--- DOCUMENT TEXT ---
2013-04-09 08:23 China Daily     Web Editor: qindexing comment
A man at a brokerage in Nanjing, Jiangsu province. The Shanghai Composite Index closed at 2,211.59 on Monday, down by 0.62 percent. Liu Yifan/For China Daily

A man at a brokerage in Nanjing, Jiangsu province. The Shanghai Composite Index closed at 2,211.59 on Monday, down by 0.62 percent. Liu Yifan/For China Daily

Despite a late-afternoon rally, Chinese stocks slumped to their lowest level in 2013 on Monday, with sectors such as aviation and hospitality hit hardest by the bird flu scare.

The market opened after the three-day holiday break down 1.31 percent on the previous close. Prices stabilized somewhat after the lunch break, with the Shanghai Composite Index closing at 2,211.59, down 0.62 percent from 2,225.30 on the last trading day before the holiday. Daily turnover reached 73.7 billion yuan ($11.9 billion), up from 68.8 billion yuan previously.

Li Xin, an analyst with Changjiang Securities, said: "Currently, there is no effective way to curb the spread of new H7N9 bird flu. Some investors are worried it may lead to disasters like the SARS epidemic. Thus, it is natural that shares in the tourism and aviation industries fall. The index may fall even further if more economic data turn out to be discouraging.

Xun Yugen, an analyst with Haitong Securities, said it still takes time to evaluate the effect of bird flu.

In the 2003 SARS outbreak, sectors including retail, aviation, hospitality, farming, forestry, husbandry and fisheries saw the biggest drop. Pharmaceutical stocks rose in the early stages of the outbreak, but did not maintain strong growth in the middle and latter stages.

Analysts said they believe that weaker-than-expected growth indicators have also contributed to the depressed market.

China's official manufacturing Purchasing Managers' Index rose to an 11-month high of 50.9 in March, according to the National Bureau of Statistics.

--- Data for finding objects from plain-language descriptions ---

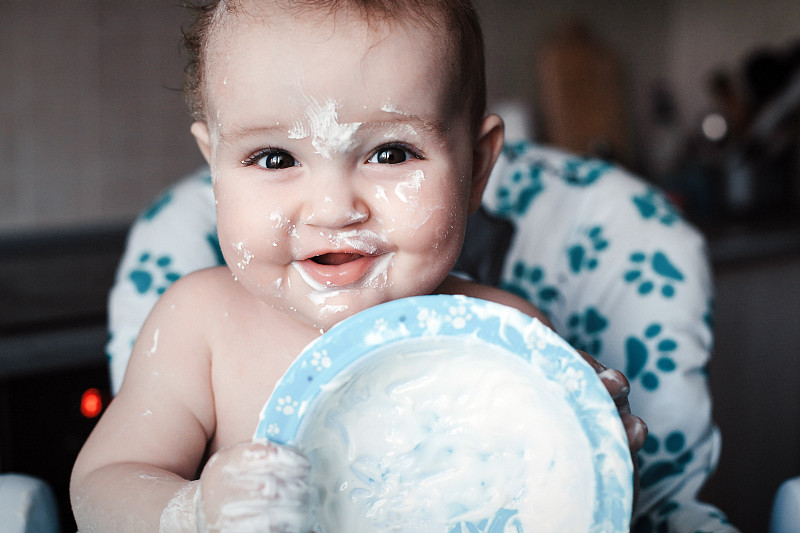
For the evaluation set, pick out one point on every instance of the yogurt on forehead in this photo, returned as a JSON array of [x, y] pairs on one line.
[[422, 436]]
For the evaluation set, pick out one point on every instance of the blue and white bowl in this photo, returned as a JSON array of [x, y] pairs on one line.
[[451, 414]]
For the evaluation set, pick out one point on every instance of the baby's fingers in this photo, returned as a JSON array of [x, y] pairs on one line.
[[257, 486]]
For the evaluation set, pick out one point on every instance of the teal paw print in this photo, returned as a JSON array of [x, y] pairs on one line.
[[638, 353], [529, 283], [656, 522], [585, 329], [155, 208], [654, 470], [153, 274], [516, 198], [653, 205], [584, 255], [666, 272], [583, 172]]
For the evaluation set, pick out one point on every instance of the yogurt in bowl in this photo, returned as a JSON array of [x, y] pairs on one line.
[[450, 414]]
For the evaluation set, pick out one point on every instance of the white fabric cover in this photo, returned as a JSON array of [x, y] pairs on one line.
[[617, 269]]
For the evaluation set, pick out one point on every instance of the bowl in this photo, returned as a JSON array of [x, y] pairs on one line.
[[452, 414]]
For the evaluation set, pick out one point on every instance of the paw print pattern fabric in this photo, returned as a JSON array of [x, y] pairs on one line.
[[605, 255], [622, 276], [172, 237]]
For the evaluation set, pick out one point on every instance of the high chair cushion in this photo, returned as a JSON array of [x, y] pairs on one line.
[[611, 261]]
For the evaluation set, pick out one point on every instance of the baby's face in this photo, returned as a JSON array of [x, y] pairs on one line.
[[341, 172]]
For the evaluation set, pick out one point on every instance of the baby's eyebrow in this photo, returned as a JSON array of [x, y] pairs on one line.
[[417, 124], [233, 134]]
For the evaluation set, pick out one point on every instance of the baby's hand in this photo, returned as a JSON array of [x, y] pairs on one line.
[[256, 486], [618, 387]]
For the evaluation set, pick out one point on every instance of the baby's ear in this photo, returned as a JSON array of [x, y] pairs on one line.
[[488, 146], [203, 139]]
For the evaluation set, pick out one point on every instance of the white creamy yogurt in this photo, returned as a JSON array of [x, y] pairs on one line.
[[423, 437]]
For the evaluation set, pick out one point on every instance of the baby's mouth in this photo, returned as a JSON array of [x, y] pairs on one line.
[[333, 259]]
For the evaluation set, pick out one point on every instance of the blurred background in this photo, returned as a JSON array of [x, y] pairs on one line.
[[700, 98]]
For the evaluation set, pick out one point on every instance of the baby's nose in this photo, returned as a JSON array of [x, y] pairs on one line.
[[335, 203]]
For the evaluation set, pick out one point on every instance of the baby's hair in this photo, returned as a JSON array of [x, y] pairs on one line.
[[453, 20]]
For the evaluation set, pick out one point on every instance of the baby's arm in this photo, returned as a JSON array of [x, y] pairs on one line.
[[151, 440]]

---

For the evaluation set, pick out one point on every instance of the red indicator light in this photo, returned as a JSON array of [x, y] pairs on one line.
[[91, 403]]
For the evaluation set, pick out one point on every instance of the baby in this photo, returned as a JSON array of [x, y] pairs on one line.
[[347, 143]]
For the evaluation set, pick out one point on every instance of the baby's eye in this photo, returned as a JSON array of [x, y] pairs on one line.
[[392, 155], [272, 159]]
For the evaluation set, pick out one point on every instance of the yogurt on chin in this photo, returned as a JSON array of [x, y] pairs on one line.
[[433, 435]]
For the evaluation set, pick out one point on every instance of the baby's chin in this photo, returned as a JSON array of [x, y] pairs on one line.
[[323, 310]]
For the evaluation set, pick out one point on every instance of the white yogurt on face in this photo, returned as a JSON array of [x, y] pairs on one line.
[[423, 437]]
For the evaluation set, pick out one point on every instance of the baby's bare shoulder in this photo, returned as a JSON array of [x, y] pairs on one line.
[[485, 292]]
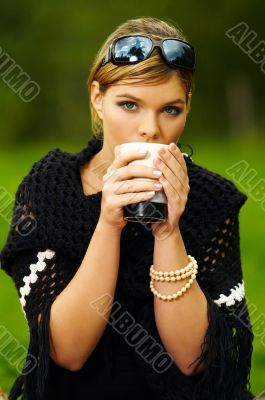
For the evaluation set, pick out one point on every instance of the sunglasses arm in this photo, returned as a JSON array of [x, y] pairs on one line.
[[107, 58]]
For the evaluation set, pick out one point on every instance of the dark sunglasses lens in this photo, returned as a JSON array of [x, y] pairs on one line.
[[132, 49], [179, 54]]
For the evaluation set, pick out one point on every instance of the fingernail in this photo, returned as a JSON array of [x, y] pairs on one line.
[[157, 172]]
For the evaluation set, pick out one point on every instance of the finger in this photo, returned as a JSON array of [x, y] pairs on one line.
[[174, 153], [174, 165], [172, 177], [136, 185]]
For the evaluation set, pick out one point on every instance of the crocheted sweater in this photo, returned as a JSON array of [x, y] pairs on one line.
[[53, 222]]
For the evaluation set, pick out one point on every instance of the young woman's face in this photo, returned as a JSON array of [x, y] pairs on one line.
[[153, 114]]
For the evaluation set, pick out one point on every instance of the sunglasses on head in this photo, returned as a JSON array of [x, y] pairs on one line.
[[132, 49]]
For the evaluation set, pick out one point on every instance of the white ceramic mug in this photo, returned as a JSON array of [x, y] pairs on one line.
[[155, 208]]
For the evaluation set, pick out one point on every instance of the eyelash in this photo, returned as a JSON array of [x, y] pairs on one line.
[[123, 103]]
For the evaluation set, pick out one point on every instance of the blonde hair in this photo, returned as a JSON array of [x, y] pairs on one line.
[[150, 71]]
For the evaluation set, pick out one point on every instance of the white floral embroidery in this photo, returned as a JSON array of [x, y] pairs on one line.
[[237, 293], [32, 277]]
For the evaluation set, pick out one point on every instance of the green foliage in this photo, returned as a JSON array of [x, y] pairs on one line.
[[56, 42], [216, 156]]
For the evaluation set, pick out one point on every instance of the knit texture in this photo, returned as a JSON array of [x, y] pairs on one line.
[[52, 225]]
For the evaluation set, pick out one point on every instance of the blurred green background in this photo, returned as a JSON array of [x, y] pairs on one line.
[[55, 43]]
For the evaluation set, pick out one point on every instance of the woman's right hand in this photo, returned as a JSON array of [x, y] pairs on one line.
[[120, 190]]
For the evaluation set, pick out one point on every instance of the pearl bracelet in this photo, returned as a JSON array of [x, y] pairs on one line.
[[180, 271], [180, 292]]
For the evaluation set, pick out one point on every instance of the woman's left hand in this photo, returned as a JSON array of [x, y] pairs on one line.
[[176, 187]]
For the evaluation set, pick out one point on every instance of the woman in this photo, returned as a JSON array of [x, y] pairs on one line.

--- PROBLEM SET ---
- a) According to the article on Chinese stocks, how much was daily turnover on Monday?
- b) Quote the part of the article on Chinese stocks that starts with the words "Li Xin, an analyst" and ends with "to be discouraging.".
You don't need the records for any of this.

--- ANSWERS ---
- a) 73.7 billion yuan ($11.9 billion)

- b)
Li Xin, an analyst with Changjiang Securities, said: "Currently, there is no effective way to curb the spread of new H7N9 bird flu. Some investors are worried it may lead to disasters like the SARS epidemic. Thus, it is natural that shares in the tourism and aviation industries fall. The index may fall even further if more economic data turn out to be discouraging.